• _Data in this exercise_:

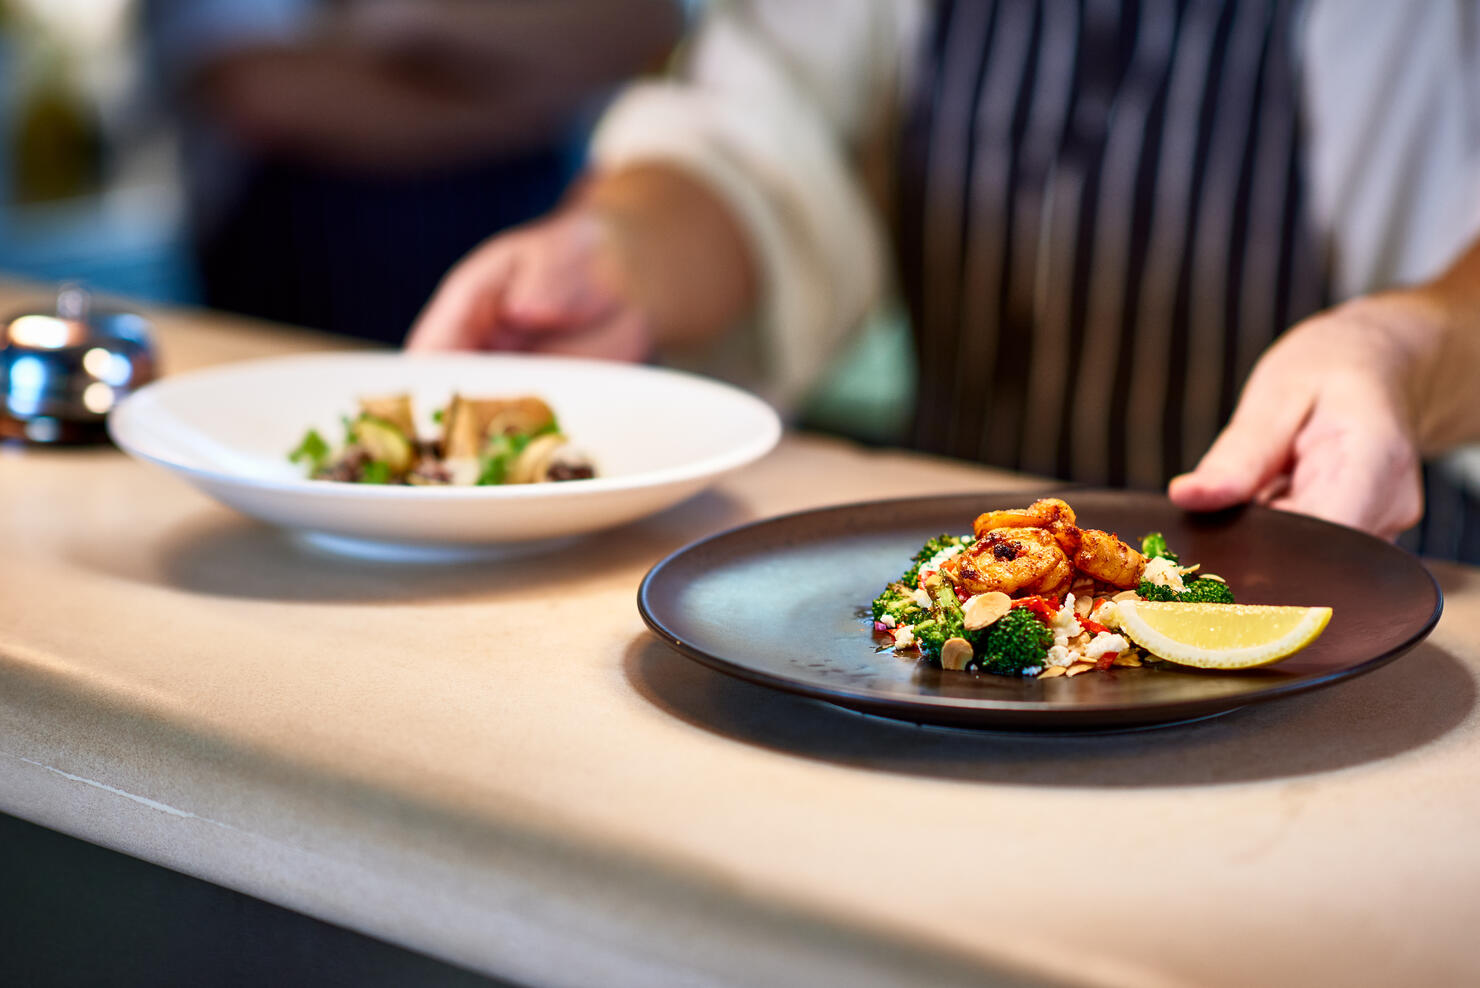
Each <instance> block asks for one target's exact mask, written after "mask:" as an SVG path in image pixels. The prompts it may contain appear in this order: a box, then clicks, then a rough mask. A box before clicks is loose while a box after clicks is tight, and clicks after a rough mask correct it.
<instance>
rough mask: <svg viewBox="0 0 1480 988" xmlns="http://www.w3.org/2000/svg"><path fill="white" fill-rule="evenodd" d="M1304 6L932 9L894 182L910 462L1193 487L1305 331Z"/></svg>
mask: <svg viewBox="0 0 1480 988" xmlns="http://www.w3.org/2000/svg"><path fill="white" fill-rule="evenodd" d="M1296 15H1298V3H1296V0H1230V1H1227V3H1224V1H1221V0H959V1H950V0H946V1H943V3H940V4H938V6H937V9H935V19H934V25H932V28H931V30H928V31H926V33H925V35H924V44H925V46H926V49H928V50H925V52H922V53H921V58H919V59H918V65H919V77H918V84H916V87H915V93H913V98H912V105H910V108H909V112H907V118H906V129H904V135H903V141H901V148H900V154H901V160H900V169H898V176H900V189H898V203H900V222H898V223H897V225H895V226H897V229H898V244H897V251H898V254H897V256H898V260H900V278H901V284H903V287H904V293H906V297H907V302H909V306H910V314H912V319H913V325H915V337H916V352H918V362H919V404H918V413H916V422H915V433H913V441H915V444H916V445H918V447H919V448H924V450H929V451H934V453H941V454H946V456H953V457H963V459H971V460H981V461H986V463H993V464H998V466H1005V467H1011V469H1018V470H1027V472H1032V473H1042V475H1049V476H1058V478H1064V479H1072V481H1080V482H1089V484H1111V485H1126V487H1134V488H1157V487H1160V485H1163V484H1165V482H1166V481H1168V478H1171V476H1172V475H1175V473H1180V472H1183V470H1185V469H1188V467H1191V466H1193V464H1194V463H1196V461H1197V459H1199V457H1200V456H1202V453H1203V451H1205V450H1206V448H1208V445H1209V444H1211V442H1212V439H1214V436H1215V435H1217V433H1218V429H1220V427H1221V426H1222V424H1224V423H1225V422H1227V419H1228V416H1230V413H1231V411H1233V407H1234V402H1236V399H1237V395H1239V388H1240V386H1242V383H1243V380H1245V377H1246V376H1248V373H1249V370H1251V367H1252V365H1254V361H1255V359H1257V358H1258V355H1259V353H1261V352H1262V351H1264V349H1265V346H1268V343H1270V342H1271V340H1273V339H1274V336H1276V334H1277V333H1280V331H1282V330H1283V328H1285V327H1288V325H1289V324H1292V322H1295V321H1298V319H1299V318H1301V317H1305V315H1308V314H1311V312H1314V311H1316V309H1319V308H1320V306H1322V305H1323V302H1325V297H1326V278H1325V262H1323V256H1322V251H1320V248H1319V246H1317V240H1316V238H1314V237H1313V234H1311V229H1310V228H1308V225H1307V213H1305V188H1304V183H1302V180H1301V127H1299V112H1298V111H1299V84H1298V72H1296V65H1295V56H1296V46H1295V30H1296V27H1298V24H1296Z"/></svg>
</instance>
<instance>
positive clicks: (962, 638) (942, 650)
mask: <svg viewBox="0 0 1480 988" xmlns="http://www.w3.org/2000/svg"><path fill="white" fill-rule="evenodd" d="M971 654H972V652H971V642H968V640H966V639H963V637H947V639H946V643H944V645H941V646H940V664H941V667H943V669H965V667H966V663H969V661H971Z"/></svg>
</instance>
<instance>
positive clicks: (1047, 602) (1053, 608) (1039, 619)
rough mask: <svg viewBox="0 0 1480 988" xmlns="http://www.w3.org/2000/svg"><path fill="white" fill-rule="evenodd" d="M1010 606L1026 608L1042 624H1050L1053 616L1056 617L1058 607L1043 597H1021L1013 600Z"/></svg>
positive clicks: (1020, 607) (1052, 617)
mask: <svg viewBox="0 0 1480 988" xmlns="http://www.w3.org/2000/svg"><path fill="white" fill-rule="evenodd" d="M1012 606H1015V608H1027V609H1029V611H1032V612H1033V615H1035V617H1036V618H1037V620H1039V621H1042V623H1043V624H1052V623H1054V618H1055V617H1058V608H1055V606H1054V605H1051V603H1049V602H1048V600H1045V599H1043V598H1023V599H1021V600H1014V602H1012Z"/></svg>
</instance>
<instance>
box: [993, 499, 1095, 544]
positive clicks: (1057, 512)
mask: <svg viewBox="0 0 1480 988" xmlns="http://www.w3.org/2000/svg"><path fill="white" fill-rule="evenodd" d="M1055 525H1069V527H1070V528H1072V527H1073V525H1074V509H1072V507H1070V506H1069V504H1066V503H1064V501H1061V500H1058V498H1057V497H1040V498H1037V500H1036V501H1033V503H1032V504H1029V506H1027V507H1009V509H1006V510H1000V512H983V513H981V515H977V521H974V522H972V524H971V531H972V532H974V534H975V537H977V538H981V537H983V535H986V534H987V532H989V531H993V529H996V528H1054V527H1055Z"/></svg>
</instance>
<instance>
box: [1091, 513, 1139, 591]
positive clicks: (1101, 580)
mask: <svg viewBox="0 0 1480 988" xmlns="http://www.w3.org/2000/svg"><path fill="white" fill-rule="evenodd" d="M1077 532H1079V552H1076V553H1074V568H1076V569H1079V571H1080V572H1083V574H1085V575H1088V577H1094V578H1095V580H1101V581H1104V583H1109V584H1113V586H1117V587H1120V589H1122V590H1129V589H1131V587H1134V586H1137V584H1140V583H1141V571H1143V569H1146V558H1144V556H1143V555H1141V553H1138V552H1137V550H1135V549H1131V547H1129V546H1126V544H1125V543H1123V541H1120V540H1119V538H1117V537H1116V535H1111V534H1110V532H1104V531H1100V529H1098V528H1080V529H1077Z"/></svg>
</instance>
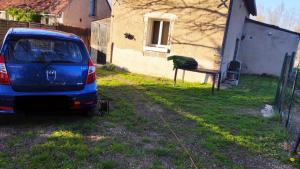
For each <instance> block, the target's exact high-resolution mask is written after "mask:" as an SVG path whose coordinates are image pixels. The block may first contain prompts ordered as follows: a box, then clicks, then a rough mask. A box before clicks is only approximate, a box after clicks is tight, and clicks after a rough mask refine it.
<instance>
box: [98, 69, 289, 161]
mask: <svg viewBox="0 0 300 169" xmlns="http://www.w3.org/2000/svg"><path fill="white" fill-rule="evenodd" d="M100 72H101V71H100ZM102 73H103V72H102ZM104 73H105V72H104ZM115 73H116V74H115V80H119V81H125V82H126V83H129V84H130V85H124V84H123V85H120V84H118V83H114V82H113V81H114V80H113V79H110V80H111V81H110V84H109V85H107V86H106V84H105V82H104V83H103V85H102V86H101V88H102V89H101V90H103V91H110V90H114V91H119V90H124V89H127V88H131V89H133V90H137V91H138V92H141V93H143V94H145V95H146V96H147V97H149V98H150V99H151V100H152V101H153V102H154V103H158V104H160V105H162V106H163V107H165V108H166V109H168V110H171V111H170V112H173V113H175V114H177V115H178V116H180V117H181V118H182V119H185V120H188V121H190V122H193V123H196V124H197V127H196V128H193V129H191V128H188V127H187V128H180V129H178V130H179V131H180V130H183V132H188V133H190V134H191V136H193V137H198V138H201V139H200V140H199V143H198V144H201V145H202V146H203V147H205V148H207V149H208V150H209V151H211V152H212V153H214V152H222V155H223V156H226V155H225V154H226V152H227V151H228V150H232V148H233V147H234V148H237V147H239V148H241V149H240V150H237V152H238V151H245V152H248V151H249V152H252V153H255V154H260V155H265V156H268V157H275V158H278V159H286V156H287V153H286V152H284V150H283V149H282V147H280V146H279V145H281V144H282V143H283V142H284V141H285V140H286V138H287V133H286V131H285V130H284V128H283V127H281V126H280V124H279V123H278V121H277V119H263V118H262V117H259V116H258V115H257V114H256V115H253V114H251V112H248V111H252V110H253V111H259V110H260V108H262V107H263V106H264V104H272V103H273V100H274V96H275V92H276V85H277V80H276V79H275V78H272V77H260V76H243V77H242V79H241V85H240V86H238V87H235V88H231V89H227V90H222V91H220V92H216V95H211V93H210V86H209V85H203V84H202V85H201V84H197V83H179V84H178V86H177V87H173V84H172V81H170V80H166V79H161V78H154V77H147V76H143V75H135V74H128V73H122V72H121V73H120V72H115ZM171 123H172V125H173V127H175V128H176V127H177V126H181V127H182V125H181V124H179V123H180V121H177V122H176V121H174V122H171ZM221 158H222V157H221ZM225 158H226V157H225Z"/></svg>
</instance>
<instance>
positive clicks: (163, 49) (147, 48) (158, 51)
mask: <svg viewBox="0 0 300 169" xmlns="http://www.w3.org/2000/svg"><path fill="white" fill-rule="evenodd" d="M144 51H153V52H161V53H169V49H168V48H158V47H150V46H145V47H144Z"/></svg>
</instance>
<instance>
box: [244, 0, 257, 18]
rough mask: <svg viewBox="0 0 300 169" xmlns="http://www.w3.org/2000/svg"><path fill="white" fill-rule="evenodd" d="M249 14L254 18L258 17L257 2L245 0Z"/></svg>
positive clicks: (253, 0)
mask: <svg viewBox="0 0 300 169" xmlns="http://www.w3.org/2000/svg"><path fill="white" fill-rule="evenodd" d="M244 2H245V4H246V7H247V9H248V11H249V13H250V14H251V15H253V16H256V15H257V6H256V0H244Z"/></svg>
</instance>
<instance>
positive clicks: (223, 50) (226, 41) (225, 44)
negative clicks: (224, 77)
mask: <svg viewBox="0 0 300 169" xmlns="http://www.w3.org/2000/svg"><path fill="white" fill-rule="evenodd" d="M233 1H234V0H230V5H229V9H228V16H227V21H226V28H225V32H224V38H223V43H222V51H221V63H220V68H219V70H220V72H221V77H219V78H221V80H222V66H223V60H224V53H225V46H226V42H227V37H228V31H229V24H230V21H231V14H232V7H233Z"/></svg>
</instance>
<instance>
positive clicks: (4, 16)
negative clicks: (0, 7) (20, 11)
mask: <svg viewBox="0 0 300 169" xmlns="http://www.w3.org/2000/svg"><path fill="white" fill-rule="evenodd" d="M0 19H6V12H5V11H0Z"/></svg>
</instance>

• _What needs to be done_: Gather every line of the records that contains the string "positive", treating uppercase and lowercase letters as distinct.

• _Answer to the problem_:
positive clicks: (962, 638) (942, 650)
positive clicks: (1047, 602) (1053, 608) (1039, 619)
positive clicks: (1020, 607) (1052, 617)
positive clicks: (1057, 512)
positive clicks: (1101, 580)
positive clicks: (163, 49) (147, 48) (158, 51)
positive clicks: (253, 0)
positive clicks: (223, 50) (226, 41) (225, 44)
positive clicks: (4, 16)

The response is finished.